Text shown -
=== Section Start ===
Children who live with smokers end up in the doctor’s office or hospital more often than those not exposed to tobacco smoke, according to new research.
Children who live with smokers end up in the doctor’s office or hospital more often than those not exposed to tobacco smoke, according to new research that was presented at the Pediatric Academic Societies 2016 Meeting. The new research finds that even passive exposure to tobacco smoke in the home increases childhood illnesses and that children living with smokers need medical care more frequently.
The analysis, titled Tobacco Smoke Exposure and Health Care Utilization among Children Nationwide, compared patterns of healthcare utilization among children who did or did not live with smokers. The research team, led by Ashley Merianos, PhD, used a nationally representative sample of children aged 0-17 years for the study. Data was used from the 2011-2012 National Survey on Children’s Health, which is conducted by the CDC’s National Center for Health Statistics. The final study included 95,677 children.
The researchers found that a total of 24% of the children in the study, corresponding to a weighted total of 17.6 million children across the United States, lived with smokers. About 5% of the children lived with someone who smokes inside the home. This figure would be equivalent to a weighted sum of 3.6 million US children.
=== Section End ===
Excerpts from a dataset -
=== Section Start ===
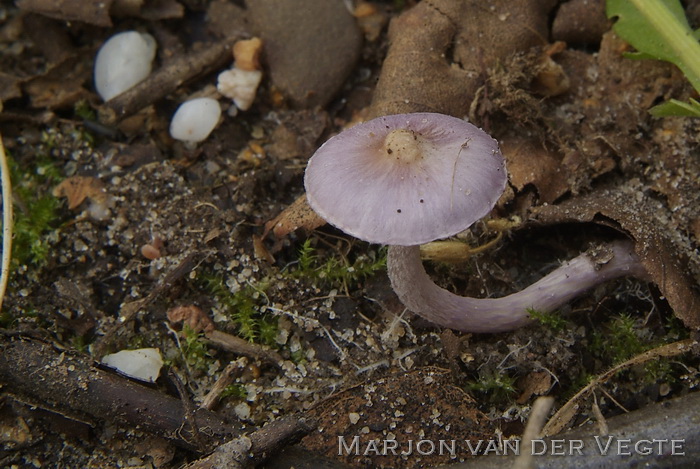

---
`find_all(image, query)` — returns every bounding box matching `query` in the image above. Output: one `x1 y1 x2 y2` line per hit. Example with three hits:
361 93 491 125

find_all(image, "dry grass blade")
542 339 697 436
0 132 12 311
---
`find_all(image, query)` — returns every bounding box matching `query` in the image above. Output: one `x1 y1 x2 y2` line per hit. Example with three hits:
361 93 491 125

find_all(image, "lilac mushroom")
304 113 647 332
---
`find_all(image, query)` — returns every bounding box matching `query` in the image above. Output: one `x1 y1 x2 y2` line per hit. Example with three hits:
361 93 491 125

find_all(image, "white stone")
216 67 262 111
95 31 157 101
102 348 163 383
170 98 221 143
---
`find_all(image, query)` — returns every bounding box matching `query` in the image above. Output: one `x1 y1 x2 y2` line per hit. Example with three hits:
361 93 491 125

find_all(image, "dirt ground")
0 0 700 468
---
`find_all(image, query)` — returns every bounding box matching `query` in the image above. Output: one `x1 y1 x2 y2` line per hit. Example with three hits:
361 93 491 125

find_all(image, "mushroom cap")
304 113 507 246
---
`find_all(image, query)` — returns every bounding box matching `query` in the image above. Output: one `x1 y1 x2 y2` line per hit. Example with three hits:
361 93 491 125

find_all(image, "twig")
0 334 246 451
201 358 246 410
0 136 12 311
513 397 554 469
183 415 317 469
542 339 697 436
168 368 206 451
98 33 243 125
92 252 202 357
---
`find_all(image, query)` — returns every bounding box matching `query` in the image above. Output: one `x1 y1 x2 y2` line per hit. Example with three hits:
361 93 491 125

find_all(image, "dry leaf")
52 176 106 210
263 195 326 238
17 0 113 27
534 187 700 329
501 138 569 204
166 305 215 332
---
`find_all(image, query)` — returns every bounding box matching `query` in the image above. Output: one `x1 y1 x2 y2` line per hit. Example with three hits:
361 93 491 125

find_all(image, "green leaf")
607 0 700 91
649 98 700 117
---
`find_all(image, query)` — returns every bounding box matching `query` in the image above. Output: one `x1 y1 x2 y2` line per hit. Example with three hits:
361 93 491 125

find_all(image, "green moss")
467 371 517 405
591 314 651 365
180 324 210 370
527 308 569 332
8 152 60 271
590 314 687 382
292 238 386 291
221 383 248 400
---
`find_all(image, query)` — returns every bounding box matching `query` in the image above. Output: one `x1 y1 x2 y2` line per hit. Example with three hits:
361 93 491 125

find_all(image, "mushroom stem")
387 241 648 333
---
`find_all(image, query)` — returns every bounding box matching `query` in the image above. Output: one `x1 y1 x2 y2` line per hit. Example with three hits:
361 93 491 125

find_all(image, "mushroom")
304 113 646 332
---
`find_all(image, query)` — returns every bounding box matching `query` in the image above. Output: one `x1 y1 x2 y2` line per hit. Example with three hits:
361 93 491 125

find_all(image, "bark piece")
533 188 700 329
370 0 555 117
248 0 362 108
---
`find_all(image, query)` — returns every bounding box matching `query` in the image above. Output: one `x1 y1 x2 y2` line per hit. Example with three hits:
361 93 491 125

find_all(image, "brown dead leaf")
17 0 113 27
263 195 326 238
301 367 495 467
515 371 552 404
24 56 92 109
370 0 556 117
166 305 215 332
52 176 106 210
501 137 569 204
533 187 700 329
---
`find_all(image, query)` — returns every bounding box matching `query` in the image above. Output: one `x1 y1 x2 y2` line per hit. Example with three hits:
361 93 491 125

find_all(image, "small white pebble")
170 98 221 143
102 348 163 383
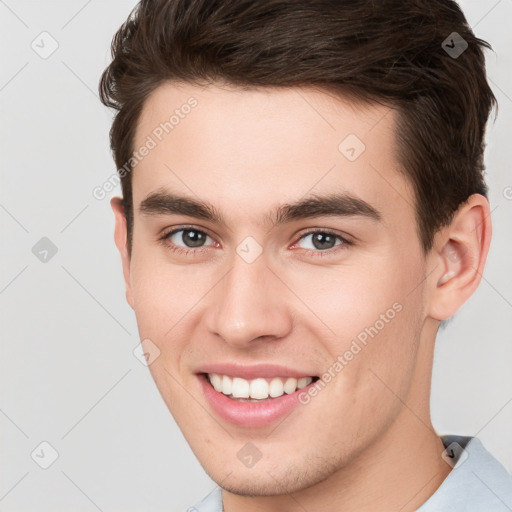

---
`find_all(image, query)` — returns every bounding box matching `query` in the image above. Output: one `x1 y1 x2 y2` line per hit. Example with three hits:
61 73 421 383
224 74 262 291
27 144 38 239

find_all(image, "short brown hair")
99 0 497 252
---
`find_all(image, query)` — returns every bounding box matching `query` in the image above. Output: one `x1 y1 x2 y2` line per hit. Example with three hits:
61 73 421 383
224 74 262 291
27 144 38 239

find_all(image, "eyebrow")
139 190 382 226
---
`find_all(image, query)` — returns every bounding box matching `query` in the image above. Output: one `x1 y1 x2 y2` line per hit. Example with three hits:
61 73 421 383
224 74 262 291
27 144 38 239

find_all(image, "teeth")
208 373 313 400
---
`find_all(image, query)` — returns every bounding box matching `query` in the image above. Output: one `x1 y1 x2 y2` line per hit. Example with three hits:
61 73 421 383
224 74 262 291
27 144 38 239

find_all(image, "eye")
160 227 216 254
296 230 352 256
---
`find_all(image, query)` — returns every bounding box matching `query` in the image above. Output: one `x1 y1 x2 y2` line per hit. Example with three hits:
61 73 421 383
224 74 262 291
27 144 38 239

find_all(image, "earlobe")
110 197 133 309
429 194 491 321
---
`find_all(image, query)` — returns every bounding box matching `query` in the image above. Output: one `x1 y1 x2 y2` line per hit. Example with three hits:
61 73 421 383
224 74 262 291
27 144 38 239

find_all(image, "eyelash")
159 226 354 258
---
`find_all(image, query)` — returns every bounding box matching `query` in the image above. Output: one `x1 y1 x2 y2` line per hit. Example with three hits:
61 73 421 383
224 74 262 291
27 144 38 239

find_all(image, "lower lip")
198 374 314 428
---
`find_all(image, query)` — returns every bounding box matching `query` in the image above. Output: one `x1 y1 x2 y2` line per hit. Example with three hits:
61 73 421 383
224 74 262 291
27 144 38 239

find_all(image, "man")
100 0 512 512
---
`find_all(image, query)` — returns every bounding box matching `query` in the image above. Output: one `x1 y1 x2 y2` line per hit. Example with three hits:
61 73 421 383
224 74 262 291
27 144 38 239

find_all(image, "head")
100 0 496 495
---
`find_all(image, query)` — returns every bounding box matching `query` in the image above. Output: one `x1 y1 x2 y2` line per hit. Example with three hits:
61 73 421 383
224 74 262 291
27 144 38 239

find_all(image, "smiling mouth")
203 373 319 402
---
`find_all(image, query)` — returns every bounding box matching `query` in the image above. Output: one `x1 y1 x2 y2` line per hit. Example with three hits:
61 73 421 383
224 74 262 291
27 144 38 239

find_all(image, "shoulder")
180 487 223 512
417 436 512 512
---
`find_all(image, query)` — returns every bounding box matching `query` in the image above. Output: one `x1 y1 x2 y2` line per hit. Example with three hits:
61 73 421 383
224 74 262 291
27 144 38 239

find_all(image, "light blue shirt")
187 436 512 512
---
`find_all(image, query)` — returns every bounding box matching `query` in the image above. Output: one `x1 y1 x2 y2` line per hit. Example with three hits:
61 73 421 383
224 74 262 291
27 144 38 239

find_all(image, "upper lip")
196 363 315 380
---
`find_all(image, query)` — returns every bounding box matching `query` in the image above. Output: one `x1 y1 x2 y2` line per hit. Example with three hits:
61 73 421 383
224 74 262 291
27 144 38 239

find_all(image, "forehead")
132 83 414 228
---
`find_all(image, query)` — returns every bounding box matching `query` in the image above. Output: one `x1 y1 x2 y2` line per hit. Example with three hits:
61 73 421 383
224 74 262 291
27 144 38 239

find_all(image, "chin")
203 459 339 497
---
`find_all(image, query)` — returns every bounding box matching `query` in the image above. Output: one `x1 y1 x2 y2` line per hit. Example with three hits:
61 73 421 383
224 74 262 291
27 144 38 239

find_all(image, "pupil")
182 230 204 247
313 233 334 249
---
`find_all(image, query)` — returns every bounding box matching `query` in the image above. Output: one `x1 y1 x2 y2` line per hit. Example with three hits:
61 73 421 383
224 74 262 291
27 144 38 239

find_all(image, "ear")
428 194 491 321
110 197 133 308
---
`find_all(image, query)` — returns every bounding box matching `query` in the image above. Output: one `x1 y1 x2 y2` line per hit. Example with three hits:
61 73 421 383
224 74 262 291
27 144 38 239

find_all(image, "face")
118 84 431 495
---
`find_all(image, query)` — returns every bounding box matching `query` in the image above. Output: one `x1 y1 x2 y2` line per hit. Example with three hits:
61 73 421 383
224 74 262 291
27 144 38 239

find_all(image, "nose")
203 247 293 348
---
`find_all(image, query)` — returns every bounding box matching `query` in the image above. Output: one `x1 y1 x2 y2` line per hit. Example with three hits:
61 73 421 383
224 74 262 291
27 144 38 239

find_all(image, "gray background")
0 0 512 512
=== Section End ===
Problems to solve -
a: How many children were included in the final study, according to the article on children living with smokers?
b: Continue the article on children living with smokers from its last sentence.

Per-task answers -
a: The final study included 95,677 children.

b:
Researchers said that children who lived with a smoker or who had exposure to tobacco smoke inside the home were significantly more likely to have had any medical care visit, including sick care. At the same time, these kids were considerably less likely to have had any dental care visits.
Tobacco smoke exposure has been consistently associated with an increased prevalence of physical health consequences for children. Tobacco smoke exposure-related illnesses represent a great proportion of preventable childhood morbidity and may contribute to increased demand for healthcare services.
The number of children who lived with a smoker or were exposed to tobacco smoke inside the home was significantly high, and even the number of children who received sick care or health advice at a pediatric emergency department is alarming, according to the researchers. This setting may be a potential venue for health messages to inform caregivers about the dangers of tobacco smoke exposure for children.
“Our findings indicate that tobacco smoke exposure has a significant impact on demand for health care services,” Merianos said. “Settings with a high volume of children exposed to tobacco smoke at home, including pediatric emergency departments, could serve as effective outlets for health messages to inform caregivers about the dangers of smoking around children and help decrease these potentially preventable tobacco smoke exposure-related visits and associated costs.”